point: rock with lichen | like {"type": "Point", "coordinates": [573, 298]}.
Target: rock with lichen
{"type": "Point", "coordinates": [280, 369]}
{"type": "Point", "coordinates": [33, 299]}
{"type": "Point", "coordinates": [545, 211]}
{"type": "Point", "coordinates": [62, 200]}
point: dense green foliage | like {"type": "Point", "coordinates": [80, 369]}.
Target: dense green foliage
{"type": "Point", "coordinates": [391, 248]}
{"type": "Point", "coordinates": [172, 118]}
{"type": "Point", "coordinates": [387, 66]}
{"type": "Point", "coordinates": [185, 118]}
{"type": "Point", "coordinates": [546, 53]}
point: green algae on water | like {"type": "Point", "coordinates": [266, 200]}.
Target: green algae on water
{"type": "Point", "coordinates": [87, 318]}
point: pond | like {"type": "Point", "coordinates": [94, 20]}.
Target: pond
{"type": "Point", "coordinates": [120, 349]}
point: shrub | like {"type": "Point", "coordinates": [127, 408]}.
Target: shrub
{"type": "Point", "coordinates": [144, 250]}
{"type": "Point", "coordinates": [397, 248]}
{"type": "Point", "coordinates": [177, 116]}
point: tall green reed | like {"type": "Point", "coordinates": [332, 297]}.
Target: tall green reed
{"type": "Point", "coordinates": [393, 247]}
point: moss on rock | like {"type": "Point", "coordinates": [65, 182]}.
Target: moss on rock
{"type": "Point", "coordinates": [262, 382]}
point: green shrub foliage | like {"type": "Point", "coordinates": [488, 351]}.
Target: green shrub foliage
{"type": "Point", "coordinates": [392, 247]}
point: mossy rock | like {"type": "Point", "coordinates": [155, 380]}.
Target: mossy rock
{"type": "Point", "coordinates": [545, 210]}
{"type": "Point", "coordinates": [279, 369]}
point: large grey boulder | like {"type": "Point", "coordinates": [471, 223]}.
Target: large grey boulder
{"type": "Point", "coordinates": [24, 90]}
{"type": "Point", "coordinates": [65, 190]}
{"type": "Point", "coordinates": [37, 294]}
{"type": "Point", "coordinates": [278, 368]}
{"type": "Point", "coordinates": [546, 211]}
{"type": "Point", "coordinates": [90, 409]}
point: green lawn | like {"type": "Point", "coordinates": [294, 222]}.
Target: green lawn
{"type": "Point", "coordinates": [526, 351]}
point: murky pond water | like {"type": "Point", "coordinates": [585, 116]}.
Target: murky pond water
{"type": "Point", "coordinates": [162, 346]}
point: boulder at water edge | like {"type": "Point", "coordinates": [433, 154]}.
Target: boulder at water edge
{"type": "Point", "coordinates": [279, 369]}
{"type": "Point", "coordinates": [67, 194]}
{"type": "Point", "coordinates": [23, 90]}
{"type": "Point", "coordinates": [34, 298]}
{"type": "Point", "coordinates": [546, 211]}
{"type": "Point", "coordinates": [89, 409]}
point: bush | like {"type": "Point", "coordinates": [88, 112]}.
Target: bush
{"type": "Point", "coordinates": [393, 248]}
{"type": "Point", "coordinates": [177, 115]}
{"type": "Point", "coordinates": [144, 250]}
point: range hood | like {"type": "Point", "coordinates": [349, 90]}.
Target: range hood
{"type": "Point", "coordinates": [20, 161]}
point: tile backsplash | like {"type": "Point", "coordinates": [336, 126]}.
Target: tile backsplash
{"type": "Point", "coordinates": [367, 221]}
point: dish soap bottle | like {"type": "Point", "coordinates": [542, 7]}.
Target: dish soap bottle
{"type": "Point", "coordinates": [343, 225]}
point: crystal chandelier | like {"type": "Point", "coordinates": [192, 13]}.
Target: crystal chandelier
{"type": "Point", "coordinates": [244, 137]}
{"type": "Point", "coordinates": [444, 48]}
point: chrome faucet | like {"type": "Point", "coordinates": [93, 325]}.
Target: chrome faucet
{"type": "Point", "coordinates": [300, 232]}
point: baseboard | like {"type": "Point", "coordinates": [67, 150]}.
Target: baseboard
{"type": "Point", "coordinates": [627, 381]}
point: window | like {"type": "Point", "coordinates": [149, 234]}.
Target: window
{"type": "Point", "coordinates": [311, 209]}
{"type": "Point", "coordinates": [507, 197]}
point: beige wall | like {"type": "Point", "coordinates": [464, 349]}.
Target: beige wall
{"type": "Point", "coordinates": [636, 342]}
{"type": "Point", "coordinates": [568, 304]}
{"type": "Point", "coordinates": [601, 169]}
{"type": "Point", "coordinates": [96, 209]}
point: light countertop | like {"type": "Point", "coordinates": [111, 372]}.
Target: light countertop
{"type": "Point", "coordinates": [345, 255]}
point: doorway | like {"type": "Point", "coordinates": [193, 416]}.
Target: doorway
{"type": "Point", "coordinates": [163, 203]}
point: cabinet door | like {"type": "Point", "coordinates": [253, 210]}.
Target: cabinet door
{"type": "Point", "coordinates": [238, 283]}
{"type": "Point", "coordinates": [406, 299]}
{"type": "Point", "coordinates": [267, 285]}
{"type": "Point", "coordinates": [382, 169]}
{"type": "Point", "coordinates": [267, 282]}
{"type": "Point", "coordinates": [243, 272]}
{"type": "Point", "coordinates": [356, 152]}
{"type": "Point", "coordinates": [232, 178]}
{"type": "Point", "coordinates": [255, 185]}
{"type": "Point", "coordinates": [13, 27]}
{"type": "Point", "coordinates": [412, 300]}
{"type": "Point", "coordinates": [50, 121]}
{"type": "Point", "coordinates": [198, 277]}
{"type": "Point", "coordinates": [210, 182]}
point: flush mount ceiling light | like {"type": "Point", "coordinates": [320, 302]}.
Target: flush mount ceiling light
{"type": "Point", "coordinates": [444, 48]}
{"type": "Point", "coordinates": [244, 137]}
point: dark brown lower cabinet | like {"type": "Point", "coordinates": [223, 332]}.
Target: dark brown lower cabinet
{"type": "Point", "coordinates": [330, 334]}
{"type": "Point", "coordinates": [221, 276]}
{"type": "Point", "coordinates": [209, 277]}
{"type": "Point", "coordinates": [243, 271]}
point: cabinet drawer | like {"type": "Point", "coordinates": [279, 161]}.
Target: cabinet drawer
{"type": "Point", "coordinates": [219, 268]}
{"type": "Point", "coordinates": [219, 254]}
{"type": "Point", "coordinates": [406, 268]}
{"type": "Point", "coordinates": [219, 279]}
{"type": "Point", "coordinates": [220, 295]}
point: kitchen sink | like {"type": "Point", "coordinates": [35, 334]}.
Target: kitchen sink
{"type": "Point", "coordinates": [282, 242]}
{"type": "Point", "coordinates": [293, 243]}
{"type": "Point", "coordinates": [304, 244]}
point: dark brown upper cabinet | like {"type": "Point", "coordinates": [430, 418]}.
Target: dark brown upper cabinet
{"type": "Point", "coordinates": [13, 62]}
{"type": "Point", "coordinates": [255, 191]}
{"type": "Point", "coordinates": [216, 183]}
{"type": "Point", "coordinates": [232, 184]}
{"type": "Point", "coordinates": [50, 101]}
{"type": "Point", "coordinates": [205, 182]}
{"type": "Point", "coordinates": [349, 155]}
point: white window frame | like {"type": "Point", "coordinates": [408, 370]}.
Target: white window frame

**What you should do:** Write out the entries above word for word.

**Exercise result:**
point: rock with lichen | like {"type": "Point", "coordinates": [573, 298]}.
Target: rock with lichen
{"type": "Point", "coordinates": [280, 369]}
{"type": "Point", "coordinates": [33, 299]}
{"type": "Point", "coordinates": [545, 211]}
{"type": "Point", "coordinates": [62, 200]}
point: dense green foliage | like {"type": "Point", "coordinates": [80, 369]}.
Target: dense green foliage
{"type": "Point", "coordinates": [391, 248]}
{"type": "Point", "coordinates": [172, 118]}
{"type": "Point", "coordinates": [387, 66]}
{"type": "Point", "coordinates": [185, 118]}
{"type": "Point", "coordinates": [546, 53]}
point: green algae on water | like {"type": "Point", "coordinates": [266, 200]}.
Target: green algae on water
{"type": "Point", "coordinates": [87, 318]}
point: pond | like {"type": "Point", "coordinates": [94, 20]}.
Target: pond
{"type": "Point", "coordinates": [120, 349]}
point: shrub | like {"type": "Point", "coordinates": [127, 408]}.
Target: shrub
{"type": "Point", "coordinates": [144, 250]}
{"type": "Point", "coordinates": [397, 248]}
{"type": "Point", "coordinates": [177, 116]}
point: tall green reed | like {"type": "Point", "coordinates": [332, 297]}.
Target: tall green reed
{"type": "Point", "coordinates": [393, 247]}
point: moss on rock | like {"type": "Point", "coordinates": [65, 182]}.
Target: moss on rock
{"type": "Point", "coordinates": [262, 382]}
point: green shrub foliage | like {"type": "Point", "coordinates": [488, 351]}.
Target: green shrub foliage
{"type": "Point", "coordinates": [392, 247]}
point: mossy rock | like {"type": "Point", "coordinates": [155, 380]}.
Target: mossy rock
{"type": "Point", "coordinates": [545, 210]}
{"type": "Point", "coordinates": [279, 369]}
point: large grey boulder | like {"type": "Point", "coordinates": [471, 223]}.
Target: large grey boulder
{"type": "Point", "coordinates": [24, 90]}
{"type": "Point", "coordinates": [65, 190]}
{"type": "Point", "coordinates": [37, 294]}
{"type": "Point", "coordinates": [278, 368]}
{"type": "Point", "coordinates": [546, 211]}
{"type": "Point", "coordinates": [90, 409]}
point: green lawn | like {"type": "Point", "coordinates": [294, 222]}.
Target: green lawn
{"type": "Point", "coordinates": [526, 351]}
point: murky pond water | like {"type": "Point", "coordinates": [585, 116]}.
Target: murky pond water
{"type": "Point", "coordinates": [162, 346]}
point: boulder at water edge | like {"type": "Point", "coordinates": [433, 154]}.
Target: boulder at water edge
{"type": "Point", "coordinates": [279, 369]}
{"type": "Point", "coordinates": [67, 194]}
{"type": "Point", "coordinates": [23, 90]}
{"type": "Point", "coordinates": [34, 298]}
{"type": "Point", "coordinates": [546, 211]}
{"type": "Point", "coordinates": [89, 409]}
point: bush | like {"type": "Point", "coordinates": [88, 112]}.
Target: bush
{"type": "Point", "coordinates": [393, 248]}
{"type": "Point", "coordinates": [177, 115]}
{"type": "Point", "coordinates": [144, 250]}
point: range hood | like {"type": "Point", "coordinates": [349, 90]}.
Target: range hood
{"type": "Point", "coordinates": [20, 161]}
point: tile backsplash | like {"type": "Point", "coordinates": [336, 126]}.
Target: tile backsplash
{"type": "Point", "coordinates": [367, 221]}
point: dish soap bottle | like {"type": "Point", "coordinates": [542, 7]}.
Target: dish soap bottle
{"type": "Point", "coordinates": [343, 225]}
point: crystal chandelier | like {"type": "Point", "coordinates": [192, 13]}.
Target: crystal chandelier
{"type": "Point", "coordinates": [244, 137]}
{"type": "Point", "coordinates": [444, 48]}
point: chrome faucet | like {"type": "Point", "coordinates": [93, 325]}.
Target: chrome faucet
{"type": "Point", "coordinates": [300, 232]}
point: baseboard | like {"type": "Point", "coordinates": [67, 150]}.
Target: baseboard
{"type": "Point", "coordinates": [627, 381]}
point: window | like {"type": "Point", "coordinates": [149, 234]}.
Target: window
{"type": "Point", "coordinates": [311, 209]}
{"type": "Point", "coordinates": [507, 197]}
point: beige wall | like {"type": "Point", "coordinates": [464, 349]}.
Target: beige wall
{"type": "Point", "coordinates": [636, 342]}
{"type": "Point", "coordinates": [568, 304]}
{"type": "Point", "coordinates": [601, 169]}
{"type": "Point", "coordinates": [96, 209]}
point: light countertop | like {"type": "Point", "coordinates": [111, 372]}.
Target: light countertop
{"type": "Point", "coordinates": [345, 255]}
point: doorway | like {"type": "Point", "coordinates": [193, 416]}.
Target: doorway
{"type": "Point", "coordinates": [163, 203]}
point: cabinet door | like {"type": "Point", "coordinates": [253, 210]}.
Target: cabinet door
{"type": "Point", "coordinates": [238, 283]}
{"type": "Point", "coordinates": [406, 299]}
{"type": "Point", "coordinates": [267, 285]}
{"type": "Point", "coordinates": [382, 169]}
{"type": "Point", "coordinates": [267, 282]}
{"type": "Point", "coordinates": [243, 272]}
{"type": "Point", "coordinates": [356, 152]}
{"type": "Point", "coordinates": [232, 178]}
{"type": "Point", "coordinates": [255, 185]}
{"type": "Point", "coordinates": [13, 27]}
{"type": "Point", "coordinates": [412, 300]}
{"type": "Point", "coordinates": [50, 121]}
{"type": "Point", "coordinates": [198, 277]}
{"type": "Point", "coordinates": [210, 182]}
point: flush mount ceiling light | like {"type": "Point", "coordinates": [320, 302]}.
Target: flush mount ceiling light
{"type": "Point", "coordinates": [444, 48]}
{"type": "Point", "coordinates": [244, 137]}
point: dark brown lower cabinet | like {"type": "Point", "coordinates": [223, 332]}.
Target: dark brown lower cabinet
{"type": "Point", "coordinates": [330, 334]}
{"type": "Point", "coordinates": [221, 276]}
{"type": "Point", "coordinates": [209, 277]}
{"type": "Point", "coordinates": [243, 271]}
point: cabinet drawer | like {"type": "Point", "coordinates": [279, 161]}.
Target: cabinet drawer
{"type": "Point", "coordinates": [219, 268]}
{"type": "Point", "coordinates": [219, 254]}
{"type": "Point", "coordinates": [406, 268]}
{"type": "Point", "coordinates": [219, 279]}
{"type": "Point", "coordinates": [220, 295]}
point: kitchen sink | like {"type": "Point", "coordinates": [35, 334]}.
Target: kitchen sink
{"type": "Point", "coordinates": [282, 242]}
{"type": "Point", "coordinates": [293, 243]}
{"type": "Point", "coordinates": [304, 244]}
point: dark brown upper cabinet | like {"type": "Point", "coordinates": [430, 418]}.
Target: dark brown upper cabinet
{"type": "Point", "coordinates": [13, 62]}
{"type": "Point", "coordinates": [255, 191]}
{"type": "Point", "coordinates": [216, 183]}
{"type": "Point", "coordinates": [232, 184]}
{"type": "Point", "coordinates": [50, 101]}
{"type": "Point", "coordinates": [205, 182]}
{"type": "Point", "coordinates": [349, 155]}
point: white window frame | like {"type": "Point", "coordinates": [408, 370]}.
Target: white window frame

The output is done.